- **Exercise text**:

USC Roski Eye Institute ophthalmologists and optometrists provide optometric care for study participants, performing eye exams and ensuring accurate prescriptions at clinics on the Health Sciences and University Park campuses.

The app will synch with VSP Global’s Eyes of Hope initiative, where study participants accrue points based on reaching daily step goals. Once a certain number of points are achieved, the user will trigger the donation of a comprehensive eye exam and pair of glasses to someone in need. Participants are able to choose a charity of their choice for the donation among seniors, school-age children, veterans or the homeless population.

“In this next phase of our continued collaboration with VSP we’re thrilled to be partnering with them to maximize the wearable sensor in eyeglasses by engaging wearers in improved health fueled by philanthropic endeavors,” said Leslie Saxon, MD, founder and executive director of the USC Center for Body Computing. “We’re using the eyes as a window into the soul and the heart — it’s a testament to the power of digital tools to improve health and improve the world at the same time.”

Jay Sales, co-director of VSP Global’s The Shop, added, “Not only is Level a unique health-tracking technology that fuses function, fashion and digital health in a platform as common as eyewear, our collaboration with USC will also allow VSP to study Level in the context of increasing health and wellness outcomes while creating empathy and opportunity for someone in need. As a community-based not-for-profit, that interplay is core to who we are as a company.”

USC Roski Eye Institute director and interim dean of the Keck School of Medicine of USC, Rohit Varma, MD, MPH, said, “Offering our patients digital health tools and wearable technology in our eye clinics is the wave of the future. As one of the key medical partners in the USC CBC’s Virtual Care Clinic, we’re proud to be at the forefront of digital health innovation led by Dr. Leslie Saxon and her team. The USC CBC is a showcase of how the multidisciplinary experts at USC in medicine, science, technology, engineering, entertainment, athletics, etc. are partnering with innovative partners such as VSP Global to change health behavior and empower patients.”

- **What you will do**:
1. In the eyewear study article, what does a user trigger once a certain number of points are achieved?
2. Reproduce the eyewear study article from "USC Roski Eye Institute ophthalmologists" up to and including "the homeless population.", keeping every word and mark unchanged.
The entries below the article come from a separate source.

Collected data
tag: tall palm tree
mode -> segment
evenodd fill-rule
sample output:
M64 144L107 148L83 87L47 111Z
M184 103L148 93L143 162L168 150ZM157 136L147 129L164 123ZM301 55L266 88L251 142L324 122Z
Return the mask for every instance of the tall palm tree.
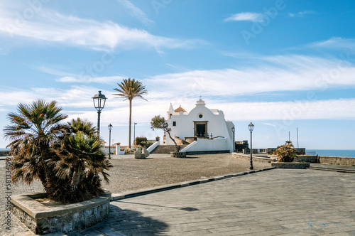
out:
M124 101L129 100L129 146L131 149L131 123L132 123L132 100L135 97L141 97L143 100L146 100L143 97L143 95L148 93L146 90L146 86L144 86L141 82L136 80L136 79L124 79L124 81L119 85L119 88L114 88L114 90L119 92L119 93L114 94L114 95L117 95L124 98L126 98Z
M80 188L80 183L87 181L88 174L92 174L93 178L98 179L99 173L109 183L109 174L105 170L112 165L105 159L102 142L95 135L96 129L92 123L78 118L68 122L66 129L59 141L53 145L56 155L50 160L49 165L53 168L58 177L70 180L70 191L72 193L79 197L77 192L82 191L83 198L87 198L90 190ZM96 186L91 187L94 188ZM98 193L102 191L101 188L98 188Z
M47 103L42 100L31 104L20 103L18 113L8 114L11 124L4 129L4 136L11 141L6 147L13 156L13 183L23 180L31 183L38 178L47 186L53 175L47 165L53 154L50 146L63 130L60 122L67 118L56 104L55 101Z

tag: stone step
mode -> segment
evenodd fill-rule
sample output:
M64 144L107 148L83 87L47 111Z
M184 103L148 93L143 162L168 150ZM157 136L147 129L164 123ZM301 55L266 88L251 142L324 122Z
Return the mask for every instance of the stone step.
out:
M187 145L179 145L180 150L184 149ZM175 151L175 145L159 145L151 154L170 154L170 152Z

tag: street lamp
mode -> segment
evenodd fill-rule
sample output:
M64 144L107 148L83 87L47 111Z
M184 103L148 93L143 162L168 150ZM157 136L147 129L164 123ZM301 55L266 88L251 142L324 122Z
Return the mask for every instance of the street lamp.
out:
M252 132L253 129L254 129L254 125L253 123L250 122L249 124L248 124L248 129L249 129L250 131L250 167L249 169L253 170L253 137L252 137Z
M97 110L97 136L100 137L100 114L101 110L105 107L106 97L99 91L99 93L92 97L94 106Z
M236 141L234 140L235 137L234 137L234 132L236 131L236 128L234 128L234 127L231 127L231 132L233 132L233 152L234 152L236 151Z
M134 125L133 125L133 144L134 144L134 146L136 146L136 124L137 124L137 123L134 122Z
M109 124L109 159L111 159L111 130L112 129L112 124Z

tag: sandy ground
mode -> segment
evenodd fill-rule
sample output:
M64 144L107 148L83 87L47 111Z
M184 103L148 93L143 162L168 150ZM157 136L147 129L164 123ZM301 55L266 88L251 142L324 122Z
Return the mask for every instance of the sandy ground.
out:
M186 159L155 154L141 160L133 159L133 155L114 156L111 162L114 167L108 171L110 183L103 182L103 186L112 193L241 172L248 170L250 164L249 161L238 160L231 154L196 155ZM271 164L254 162L253 166L255 169L259 169L270 167ZM4 229L7 213L5 208L7 201L5 198L5 161L0 160L0 183L3 186L0 191L0 235L15 235L27 231L27 229L13 216L11 232ZM12 185L11 194L14 195L43 191L40 182L36 181L31 185L22 183Z

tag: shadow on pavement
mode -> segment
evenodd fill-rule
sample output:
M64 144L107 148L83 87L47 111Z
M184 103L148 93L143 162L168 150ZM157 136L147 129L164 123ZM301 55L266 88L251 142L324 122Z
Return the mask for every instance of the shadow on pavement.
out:
M113 205L110 205L110 213L105 221L105 226L126 235L134 235L137 233L146 235L161 235L168 227L163 222L142 216L140 212L122 210Z

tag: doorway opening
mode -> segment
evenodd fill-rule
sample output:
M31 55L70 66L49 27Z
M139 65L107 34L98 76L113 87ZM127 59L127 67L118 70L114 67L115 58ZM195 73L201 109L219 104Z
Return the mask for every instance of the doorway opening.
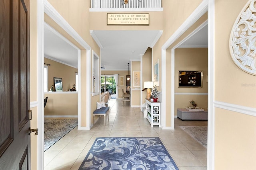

- **List of solutions**:
1. The donation of a comprehensive eye exam and a pair of glasses to someone in need.

2.
USC Roski Eye Institute ophthalmologists and optometrists provide optometric care for study participants, performing eye exams and ensuring accurate prescriptions at clinics on the Health Sciences and University Park campuses.

The app will synch with VSP Global’s Eyes of Hope initiative, where study participants accrue points based on reaching daily step goals. Once a certain number of points are achieved, the user will trigger the donation of a comprehensive eye exam and pair of glasses to someone in need. Participants are able to choose a charity of their choice for the donation among seniors, school-age children, veterans or the homeless population.